> [Source document]:
----

My friend who crashed the night at my place must have been using it for a bit before bed and forgot to switch it off.

Being class A, alot of current would go through the tubes at idle, so im assuming this is not good for them?
Would have only been running for about 8 hours, but still, its not ideal.
Would this have simply reduced the tubes life by 8 hours, or is it more damaging?
 
That's like listening to 8 albums, what's the big deal? Tubes last a LONG time unless you've biased that thing into stupid territory. I'm enjoying music from a Dyna SCA-35 with tubes that are 50 years old and still measure fine.

If you are worried about your gear, how can you relax and enjoy the music?
 
Would have only been running for about 8 hours, but still, its not ideal.
Would this have simply reduced the tubes life by 8 hours, or is it more damaging?

No harm. Things might have gotten a little warm... especially in this summer heat! I have a self-build with a Hammond power transformer (used well within its limits) that gets too hot too touch after 2 or 3 hours usage, but "too hot to touch" is only about 65ºC which is well within tolerance.

So in summary - the only damage is to your nerves. Enjoy the music :)
 
Amusing thread, thanks for starting it :)

----

[Entries for bounding box labeling]
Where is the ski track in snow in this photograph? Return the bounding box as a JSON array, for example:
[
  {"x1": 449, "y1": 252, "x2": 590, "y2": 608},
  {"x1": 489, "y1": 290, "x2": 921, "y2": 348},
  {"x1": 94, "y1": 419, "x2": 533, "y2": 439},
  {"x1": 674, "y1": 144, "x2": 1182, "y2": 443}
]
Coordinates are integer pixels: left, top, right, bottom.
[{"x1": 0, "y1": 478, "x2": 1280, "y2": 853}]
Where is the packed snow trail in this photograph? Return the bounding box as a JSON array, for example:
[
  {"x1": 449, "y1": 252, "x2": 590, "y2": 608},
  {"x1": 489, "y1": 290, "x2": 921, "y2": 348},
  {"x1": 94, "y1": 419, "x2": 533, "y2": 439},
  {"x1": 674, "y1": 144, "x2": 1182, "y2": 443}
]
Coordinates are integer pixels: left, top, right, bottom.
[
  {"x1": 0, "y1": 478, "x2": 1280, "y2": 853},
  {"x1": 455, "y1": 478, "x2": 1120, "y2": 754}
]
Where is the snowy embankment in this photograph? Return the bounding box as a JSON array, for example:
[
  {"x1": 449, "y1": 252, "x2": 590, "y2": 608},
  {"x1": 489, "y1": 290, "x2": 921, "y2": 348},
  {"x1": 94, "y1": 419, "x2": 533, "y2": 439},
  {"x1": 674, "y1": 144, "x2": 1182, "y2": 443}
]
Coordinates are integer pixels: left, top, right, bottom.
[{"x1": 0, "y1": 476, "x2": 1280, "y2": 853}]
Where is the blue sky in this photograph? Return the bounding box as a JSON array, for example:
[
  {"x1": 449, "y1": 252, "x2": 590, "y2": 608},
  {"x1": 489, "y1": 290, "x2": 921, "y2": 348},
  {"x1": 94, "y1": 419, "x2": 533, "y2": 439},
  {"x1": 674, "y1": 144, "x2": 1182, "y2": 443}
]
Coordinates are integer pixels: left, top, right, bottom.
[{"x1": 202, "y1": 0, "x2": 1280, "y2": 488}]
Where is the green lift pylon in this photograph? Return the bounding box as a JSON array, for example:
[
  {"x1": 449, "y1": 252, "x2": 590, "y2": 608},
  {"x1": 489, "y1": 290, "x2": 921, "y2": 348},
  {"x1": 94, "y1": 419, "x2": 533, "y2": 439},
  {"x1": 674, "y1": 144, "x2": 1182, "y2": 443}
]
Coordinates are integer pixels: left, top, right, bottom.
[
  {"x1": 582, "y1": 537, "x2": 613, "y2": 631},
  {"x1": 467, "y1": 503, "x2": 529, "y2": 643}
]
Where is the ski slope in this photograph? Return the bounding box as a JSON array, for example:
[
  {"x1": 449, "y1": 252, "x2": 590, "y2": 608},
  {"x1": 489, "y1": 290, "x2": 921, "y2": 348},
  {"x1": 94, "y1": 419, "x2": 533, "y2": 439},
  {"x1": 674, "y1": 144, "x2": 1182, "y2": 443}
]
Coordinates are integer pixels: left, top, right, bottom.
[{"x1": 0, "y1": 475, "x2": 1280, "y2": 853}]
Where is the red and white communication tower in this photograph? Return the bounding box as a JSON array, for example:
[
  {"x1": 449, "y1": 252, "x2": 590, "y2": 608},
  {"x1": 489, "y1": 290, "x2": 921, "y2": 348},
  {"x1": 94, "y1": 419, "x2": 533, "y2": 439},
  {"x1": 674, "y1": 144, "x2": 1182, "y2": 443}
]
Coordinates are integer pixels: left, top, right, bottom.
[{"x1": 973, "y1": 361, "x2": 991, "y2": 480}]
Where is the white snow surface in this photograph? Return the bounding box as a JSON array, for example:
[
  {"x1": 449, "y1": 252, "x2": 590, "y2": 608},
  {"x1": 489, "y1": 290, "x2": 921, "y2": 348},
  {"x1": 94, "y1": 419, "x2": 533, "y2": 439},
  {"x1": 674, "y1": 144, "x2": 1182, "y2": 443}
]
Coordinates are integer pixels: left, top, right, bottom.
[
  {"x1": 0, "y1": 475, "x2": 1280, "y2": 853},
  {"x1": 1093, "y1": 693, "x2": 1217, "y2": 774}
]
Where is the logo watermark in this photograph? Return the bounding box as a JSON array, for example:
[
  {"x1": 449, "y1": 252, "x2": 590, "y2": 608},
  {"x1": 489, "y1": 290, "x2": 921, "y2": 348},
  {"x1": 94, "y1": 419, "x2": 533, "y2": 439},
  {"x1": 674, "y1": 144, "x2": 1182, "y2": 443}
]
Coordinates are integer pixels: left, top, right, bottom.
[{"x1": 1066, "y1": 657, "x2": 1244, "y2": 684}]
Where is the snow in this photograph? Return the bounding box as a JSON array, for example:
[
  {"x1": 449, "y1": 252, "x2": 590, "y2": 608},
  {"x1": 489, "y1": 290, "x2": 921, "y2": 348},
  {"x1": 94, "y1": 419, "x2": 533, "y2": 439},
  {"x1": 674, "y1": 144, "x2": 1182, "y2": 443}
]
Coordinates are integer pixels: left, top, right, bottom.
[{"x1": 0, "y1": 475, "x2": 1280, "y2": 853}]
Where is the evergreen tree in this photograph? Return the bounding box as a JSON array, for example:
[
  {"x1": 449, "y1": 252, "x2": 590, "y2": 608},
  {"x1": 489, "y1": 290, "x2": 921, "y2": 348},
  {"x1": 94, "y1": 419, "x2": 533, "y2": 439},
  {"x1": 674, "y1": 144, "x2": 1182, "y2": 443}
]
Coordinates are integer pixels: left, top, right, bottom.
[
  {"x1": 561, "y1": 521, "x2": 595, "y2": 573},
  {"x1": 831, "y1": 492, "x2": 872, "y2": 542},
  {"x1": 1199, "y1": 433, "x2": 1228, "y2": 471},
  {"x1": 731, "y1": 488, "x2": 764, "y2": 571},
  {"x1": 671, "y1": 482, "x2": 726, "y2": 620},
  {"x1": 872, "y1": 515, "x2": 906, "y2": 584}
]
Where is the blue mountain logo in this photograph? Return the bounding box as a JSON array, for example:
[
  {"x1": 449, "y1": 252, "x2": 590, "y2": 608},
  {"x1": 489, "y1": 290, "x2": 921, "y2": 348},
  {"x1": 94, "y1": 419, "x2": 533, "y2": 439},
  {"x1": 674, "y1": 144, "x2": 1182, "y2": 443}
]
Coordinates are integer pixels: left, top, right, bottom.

----

> [Exercise A]:
In the forum thread about the tube amp left on overnight, how old are the tubes in the Dyna SCA-35?
> [Exercise B]:
Resume the forum thread about the tube amp left on overnight, adding the next post after the last one shown.

> [Task output A]:
50 years old

> [Task output B]:
The best part is underlying the fact it is a class A amp, as if it means anything special for a valve amp. Compared to some parallel class AB amps this ECL82 amp is like a pocket stereo. Lotsa ancient radios ran this in "pure class A" without ever considering the the marketing advantages or the damage to valves and the environment :p
 
As stated all the old AA5 and similar tube type table radios were class A, and most ran the 50C5 or 50L6 right at the edge of spec (which was conservative for this reason). Many of those radios ran daily until they were replaced with solid state, and often had their original tubes when discarded. I ripped those radios apart as a kid for guitar amp parts, and if any tube was weak, it was the rectifier, not the output tube.

I built an SSE amp (SE KT88) over 10 years ago It served as the amp for my computer speakers for about 3 years. It was on almost anytime I was home. It still has the original tubes in it.

If you had good quality tubes, and the amp didn't overheat due to poor convection or radiation, them no harm was done.
 
But, correct me if I am wrong, if the max. plate dissipation
(which is obtained at idle current with no AC power to deliver to the load)
is safely below the allowed maximum value (both triode and pentode of course),
then there is nothing to worry about.
Assuming of course that there is a "normal" ambient temperature.
 
There are two states which lead to long and happy lives for valves:
1. Everything switched off. No heater current, cold cathode, no anode current.
2. Everything switched on. Normal heater current, hot cathode, normal anode current, proper bias - all within the datasheet spec. Each hour of use takes an hour from the life of the valve, but you never know what that is anyway.

Valves age badly and get damaged when people try to do something else with them, such as hot heater but no anode current or warmish heater and some anode current. Some attempts at helping valves last longer actually shortens their life, such as some 'standby' switches.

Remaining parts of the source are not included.